*Work order*: Each line of the data below that includes the string "with" must be copied.

*Extracted material*:
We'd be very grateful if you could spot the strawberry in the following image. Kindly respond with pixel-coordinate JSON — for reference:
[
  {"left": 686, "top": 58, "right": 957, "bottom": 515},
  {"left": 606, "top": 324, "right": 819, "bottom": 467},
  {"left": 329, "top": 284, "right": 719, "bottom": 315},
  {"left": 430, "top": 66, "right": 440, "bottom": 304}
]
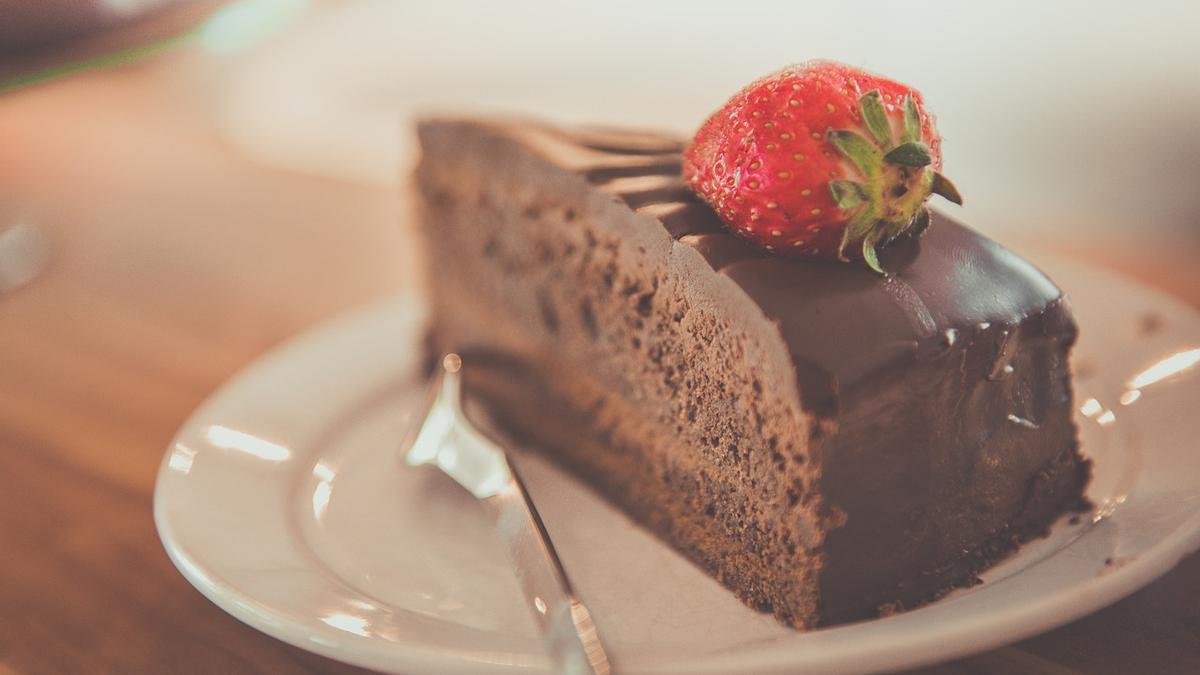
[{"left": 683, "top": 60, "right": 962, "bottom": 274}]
--
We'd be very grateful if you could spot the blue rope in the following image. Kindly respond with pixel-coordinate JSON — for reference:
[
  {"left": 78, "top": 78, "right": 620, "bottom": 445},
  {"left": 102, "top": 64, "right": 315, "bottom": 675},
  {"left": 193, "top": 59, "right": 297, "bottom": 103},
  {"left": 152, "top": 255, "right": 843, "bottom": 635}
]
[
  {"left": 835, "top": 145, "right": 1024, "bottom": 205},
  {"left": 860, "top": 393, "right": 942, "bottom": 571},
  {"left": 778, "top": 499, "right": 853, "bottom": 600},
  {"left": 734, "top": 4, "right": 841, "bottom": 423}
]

*Exercise response*:
We'd be very grateful if you could spot the strawberry in the following image. Kindly respond with pixel-coordinate JSON — for reference:
We'd be very grateful if you could spot the blue rope in the following image. Kindly respond with pixel-coordinate JSON — for reference:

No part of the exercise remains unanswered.